§ PROBLEM TO SOLVE
Search the material and gather each line with "below" in it.

[[ GIVEN RECORDS open ]]

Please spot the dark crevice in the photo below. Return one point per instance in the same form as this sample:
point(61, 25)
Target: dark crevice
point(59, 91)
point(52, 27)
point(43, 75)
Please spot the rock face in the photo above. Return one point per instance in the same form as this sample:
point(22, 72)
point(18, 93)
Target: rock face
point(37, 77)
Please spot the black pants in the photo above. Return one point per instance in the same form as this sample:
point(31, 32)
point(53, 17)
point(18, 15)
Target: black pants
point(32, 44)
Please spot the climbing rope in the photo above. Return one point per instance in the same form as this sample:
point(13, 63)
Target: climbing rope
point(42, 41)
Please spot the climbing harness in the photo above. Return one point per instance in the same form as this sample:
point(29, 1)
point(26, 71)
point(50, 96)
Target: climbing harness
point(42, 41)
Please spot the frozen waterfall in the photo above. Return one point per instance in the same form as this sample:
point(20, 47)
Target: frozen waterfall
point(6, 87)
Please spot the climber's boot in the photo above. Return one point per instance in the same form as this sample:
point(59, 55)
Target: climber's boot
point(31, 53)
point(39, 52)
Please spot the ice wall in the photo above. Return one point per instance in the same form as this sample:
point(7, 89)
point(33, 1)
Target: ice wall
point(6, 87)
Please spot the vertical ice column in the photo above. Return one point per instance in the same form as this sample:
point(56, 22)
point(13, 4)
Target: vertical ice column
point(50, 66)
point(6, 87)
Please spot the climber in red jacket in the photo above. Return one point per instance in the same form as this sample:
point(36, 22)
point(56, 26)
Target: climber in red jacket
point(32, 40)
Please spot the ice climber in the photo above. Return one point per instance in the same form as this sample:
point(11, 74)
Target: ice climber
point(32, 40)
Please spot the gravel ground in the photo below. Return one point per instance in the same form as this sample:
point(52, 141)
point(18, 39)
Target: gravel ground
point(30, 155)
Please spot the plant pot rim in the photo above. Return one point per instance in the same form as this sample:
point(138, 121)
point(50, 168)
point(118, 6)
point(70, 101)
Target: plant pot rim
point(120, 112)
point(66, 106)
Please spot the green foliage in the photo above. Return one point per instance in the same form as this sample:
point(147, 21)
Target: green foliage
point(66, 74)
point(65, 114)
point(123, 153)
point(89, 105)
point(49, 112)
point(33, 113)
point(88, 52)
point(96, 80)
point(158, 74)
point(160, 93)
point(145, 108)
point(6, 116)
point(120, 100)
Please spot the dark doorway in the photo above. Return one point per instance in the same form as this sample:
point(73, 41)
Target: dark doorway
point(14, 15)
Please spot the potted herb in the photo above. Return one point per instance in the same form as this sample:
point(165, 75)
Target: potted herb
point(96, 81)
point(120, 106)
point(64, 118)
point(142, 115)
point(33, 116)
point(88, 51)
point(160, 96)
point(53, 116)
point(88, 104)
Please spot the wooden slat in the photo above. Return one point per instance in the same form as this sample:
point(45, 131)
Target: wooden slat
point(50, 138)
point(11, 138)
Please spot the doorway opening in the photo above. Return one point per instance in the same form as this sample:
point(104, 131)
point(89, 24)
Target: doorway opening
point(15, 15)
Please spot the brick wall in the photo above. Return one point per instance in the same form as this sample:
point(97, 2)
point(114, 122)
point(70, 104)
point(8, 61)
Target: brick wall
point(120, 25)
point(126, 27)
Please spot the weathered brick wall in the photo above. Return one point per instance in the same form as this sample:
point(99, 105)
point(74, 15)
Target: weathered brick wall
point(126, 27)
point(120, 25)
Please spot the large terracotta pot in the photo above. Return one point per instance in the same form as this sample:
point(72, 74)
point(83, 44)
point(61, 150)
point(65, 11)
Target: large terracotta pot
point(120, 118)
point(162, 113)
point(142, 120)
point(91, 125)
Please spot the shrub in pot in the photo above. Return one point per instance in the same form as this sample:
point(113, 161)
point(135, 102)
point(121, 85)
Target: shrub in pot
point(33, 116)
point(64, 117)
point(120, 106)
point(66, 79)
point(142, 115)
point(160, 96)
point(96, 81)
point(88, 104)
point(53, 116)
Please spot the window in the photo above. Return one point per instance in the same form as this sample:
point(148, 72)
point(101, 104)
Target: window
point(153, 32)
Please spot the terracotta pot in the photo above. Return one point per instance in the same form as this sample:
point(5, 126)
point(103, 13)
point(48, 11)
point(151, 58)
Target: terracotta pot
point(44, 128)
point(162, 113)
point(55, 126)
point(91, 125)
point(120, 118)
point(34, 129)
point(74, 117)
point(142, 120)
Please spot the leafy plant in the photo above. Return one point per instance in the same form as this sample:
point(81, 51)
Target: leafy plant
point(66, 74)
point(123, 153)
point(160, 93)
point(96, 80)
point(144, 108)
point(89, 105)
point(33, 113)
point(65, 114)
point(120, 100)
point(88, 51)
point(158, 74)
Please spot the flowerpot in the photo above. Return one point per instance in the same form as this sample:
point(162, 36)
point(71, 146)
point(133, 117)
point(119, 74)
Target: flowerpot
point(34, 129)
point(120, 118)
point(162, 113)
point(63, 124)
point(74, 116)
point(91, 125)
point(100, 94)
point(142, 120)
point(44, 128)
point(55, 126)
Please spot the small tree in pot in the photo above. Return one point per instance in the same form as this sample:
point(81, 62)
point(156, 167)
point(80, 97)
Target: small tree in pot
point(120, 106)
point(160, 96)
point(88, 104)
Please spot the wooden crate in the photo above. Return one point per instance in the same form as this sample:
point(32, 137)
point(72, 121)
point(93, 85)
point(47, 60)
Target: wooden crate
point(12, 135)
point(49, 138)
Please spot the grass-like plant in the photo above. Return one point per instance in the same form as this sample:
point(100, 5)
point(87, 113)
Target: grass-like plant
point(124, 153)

[[ GIVEN RECORDS closed ]]

§ SOLUTION
Please spot the dark crevice in the photo below. Return one point per instance in the same form as this sample:
Please spot the gravel ground in the photo below. Return one point per instance in the same form as this sample:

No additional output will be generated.